*What needs to be done:* Go through the records below and report each line with "vault" in it.

*Data records:*

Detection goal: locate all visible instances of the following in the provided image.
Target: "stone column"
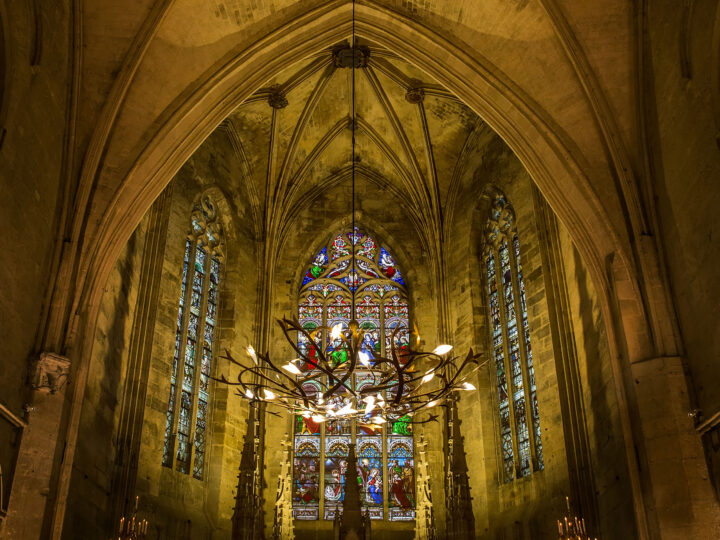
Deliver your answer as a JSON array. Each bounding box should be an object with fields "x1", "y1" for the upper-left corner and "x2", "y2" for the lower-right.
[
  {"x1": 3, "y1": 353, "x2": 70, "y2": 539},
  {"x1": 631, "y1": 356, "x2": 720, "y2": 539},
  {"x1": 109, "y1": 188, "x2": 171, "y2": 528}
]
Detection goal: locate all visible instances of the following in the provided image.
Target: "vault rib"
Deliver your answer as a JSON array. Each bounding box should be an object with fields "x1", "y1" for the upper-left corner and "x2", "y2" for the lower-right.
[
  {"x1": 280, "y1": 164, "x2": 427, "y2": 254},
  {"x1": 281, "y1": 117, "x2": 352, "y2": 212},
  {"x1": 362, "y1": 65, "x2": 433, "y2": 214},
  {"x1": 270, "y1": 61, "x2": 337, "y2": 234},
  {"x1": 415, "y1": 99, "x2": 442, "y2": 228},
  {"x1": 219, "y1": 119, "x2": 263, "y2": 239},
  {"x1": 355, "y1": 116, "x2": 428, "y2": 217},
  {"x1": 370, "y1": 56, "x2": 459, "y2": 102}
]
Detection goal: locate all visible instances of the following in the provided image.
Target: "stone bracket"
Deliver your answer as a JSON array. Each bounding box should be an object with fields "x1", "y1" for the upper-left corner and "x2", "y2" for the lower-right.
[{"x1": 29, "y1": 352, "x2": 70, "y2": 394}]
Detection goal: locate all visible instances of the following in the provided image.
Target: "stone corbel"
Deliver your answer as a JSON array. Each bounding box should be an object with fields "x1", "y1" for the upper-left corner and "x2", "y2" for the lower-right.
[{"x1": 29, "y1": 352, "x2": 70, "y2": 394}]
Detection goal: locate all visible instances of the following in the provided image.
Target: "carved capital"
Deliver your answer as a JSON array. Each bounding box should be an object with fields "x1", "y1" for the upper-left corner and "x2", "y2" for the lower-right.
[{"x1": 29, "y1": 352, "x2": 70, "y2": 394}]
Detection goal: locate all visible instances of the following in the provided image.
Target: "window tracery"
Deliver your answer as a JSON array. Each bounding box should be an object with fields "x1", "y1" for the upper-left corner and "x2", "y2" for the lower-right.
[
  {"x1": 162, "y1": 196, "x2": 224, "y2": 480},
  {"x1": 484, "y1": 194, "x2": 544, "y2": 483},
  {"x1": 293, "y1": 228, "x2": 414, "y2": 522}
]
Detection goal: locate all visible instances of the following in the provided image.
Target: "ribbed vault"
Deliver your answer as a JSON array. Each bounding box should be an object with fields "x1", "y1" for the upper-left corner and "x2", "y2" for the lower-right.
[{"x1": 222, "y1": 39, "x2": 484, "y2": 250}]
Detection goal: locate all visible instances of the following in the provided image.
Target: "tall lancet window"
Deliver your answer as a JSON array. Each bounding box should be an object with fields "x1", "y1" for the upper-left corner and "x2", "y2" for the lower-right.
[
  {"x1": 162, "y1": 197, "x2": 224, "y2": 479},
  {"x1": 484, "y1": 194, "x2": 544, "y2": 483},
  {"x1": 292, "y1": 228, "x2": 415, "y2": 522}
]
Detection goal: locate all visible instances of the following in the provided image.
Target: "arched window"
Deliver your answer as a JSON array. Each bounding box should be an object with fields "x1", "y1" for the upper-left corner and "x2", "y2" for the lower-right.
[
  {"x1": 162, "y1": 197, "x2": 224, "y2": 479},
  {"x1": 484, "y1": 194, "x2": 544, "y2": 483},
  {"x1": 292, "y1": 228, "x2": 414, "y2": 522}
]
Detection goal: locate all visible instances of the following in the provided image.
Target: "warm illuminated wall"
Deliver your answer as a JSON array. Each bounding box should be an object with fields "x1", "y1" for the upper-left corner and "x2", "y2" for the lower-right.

*Written response:*
Target: "vault rib"
Target: "ribbed vault"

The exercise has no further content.